(begin)

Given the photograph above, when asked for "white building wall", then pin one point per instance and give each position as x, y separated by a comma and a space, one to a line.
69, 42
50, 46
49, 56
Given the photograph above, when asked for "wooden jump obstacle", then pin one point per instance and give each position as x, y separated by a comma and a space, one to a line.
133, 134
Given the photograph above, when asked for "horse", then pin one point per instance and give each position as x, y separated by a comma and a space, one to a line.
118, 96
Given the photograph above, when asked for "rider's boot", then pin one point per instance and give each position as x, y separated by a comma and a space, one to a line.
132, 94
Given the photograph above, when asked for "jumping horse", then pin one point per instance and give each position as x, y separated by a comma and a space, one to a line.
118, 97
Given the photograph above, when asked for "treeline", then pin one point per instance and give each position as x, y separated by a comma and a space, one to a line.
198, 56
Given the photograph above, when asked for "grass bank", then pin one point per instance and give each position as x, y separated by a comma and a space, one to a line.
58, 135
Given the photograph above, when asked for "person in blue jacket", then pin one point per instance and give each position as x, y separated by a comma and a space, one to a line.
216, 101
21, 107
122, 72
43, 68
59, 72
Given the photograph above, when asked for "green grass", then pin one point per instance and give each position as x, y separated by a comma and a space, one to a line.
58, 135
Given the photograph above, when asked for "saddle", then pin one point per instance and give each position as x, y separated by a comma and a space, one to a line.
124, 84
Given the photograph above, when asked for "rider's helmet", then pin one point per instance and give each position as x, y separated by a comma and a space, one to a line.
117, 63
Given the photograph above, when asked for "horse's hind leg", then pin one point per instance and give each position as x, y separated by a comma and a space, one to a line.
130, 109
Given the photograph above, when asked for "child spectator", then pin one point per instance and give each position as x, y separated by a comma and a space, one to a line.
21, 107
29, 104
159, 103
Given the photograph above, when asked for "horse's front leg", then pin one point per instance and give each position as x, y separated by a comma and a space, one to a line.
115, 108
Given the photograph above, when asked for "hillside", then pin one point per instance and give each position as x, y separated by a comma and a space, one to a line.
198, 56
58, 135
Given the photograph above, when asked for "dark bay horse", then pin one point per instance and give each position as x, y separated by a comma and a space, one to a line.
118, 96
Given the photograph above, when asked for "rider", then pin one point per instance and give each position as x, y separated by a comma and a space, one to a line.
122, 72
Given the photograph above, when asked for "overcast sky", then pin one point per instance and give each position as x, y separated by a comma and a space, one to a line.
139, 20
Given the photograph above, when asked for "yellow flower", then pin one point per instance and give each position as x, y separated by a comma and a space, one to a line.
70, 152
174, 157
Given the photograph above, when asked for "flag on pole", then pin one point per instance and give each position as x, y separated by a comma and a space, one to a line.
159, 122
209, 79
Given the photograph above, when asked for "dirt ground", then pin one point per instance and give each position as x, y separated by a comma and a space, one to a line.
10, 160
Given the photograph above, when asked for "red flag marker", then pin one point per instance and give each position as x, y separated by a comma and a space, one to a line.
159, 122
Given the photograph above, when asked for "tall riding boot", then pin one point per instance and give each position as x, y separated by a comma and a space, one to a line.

(end)

### WHAT YOU NEED TO DO:
Repeat the material in full, exactly as it stands.

### SOLVED PROBLEM:
Given the photograph above, when asked for "white building wall", then pin one point per instance and give each position as x, y separated by a comma and a space, one to a line.
69, 42
50, 46
49, 56
Given the photograph above, when asked for "wooden jump obstacle", then pin one point per instance and give each position as x, y separated by a comma and a space, one to a line.
133, 134
Given the photograph above, when asked for "horse", then pin one point per instance and give each position as x, y separated by a comma and a space, one to a line.
118, 96
Given the photograph above, when asked for "rider's boot", then pin one point per instance and give each position as x, y separated by a comma and a space, one to a line.
132, 94
Given the photograph above, when asked for "jumping horse", then pin one point per instance and give each position as x, y separated by a comma and a space, one to a line.
118, 97
Given the photograph above, when asked for "treeline", then pin one point per instance and give each position as x, y separated by a comma and a space, one to a line.
198, 56
Given the photograph above, when asked for "grass bank", then pin one point per instance and give each position as x, y separated by a comma and a space, one to a line.
58, 135
Given the photograph above, when asked for "person in blue jacket", then pin one point per instance and give each position as x, y separated by a comma and a space, one to a line.
216, 101
21, 107
122, 72
43, 68
59, 72
Given the photograph above, when asked for "green grass", then pin one point per instance and give each position as x, y separated by a comma and a space, one to a line.
58, 135
Given the photograph above, when asked for "saddle", then pin one point per instance and give each position as x, y separated by a comma and a space, one to a line.
124, 84
Given the photograph above, when asked for "rider's helmet", then pin one point per instance and give each position as x, y separated by a comma and a space, one to a line.
117, 63
Given the photograph above, when asked for "horse's hind leg", then pin one point per instance and give each position as x, y separated by a comma and a space, one to a line.
130, 109
Given the photograph above, when asked for "child spectator", then pin one point per instance and give each position as x, y separated by a comma and a space, one to a line.
21, 107
29, 104
159, 103
Given the photograph above, when asked for "horse's front leg", then pin one point per instance and give each position as x, y separated by a comma and a space, one to a line.
115, 108
Given the photograph above, when asked for "hillside", then pin one point per instance and give each position as x, y separated by a comma and a space, one to a line.
198, 56
58, 135
Given the photograph above, when asked for "dark bay horse", then pin one point per instance and give each position as x, y separated by a comma and a space, one to a line.
118, 96
Given the photograph above, when asked for "rider", then pin one point per instance and give each position as x, y separated by a comma and a space, one to a line.
122, 72
Given the photograph above, when asked for "overcast sky", then pin one point per instance and give each position as x, y separated by a comma and a space, one to a line.
139, 20
Given the photograph above, when asked for "yellow flower", then pin one point per instance and give each position as x, y separated by a comma and a space, one to a line.
70, 152
174, 157
Given the photograph above, when asked for "flag on pole", then pin one point per instance and give each position as x, y separated by a comma and a space, one to a line.
159, 122
209, 79
Given the photograph above, when asked for "dirt ground", then pin one point per instance and give each position as x, y separated by a comma and a space, one to a line.
10, 160
Given the photograph above, when asked for "red flag marker", then pin one point per instance and give each position as x, y separated by a comma and a space, one to a line.
159, 122
Given the photograph above, when asked for "tall riding boot", then pin one point per instance and give each position as x, y separated by a comma and a space, one to a line.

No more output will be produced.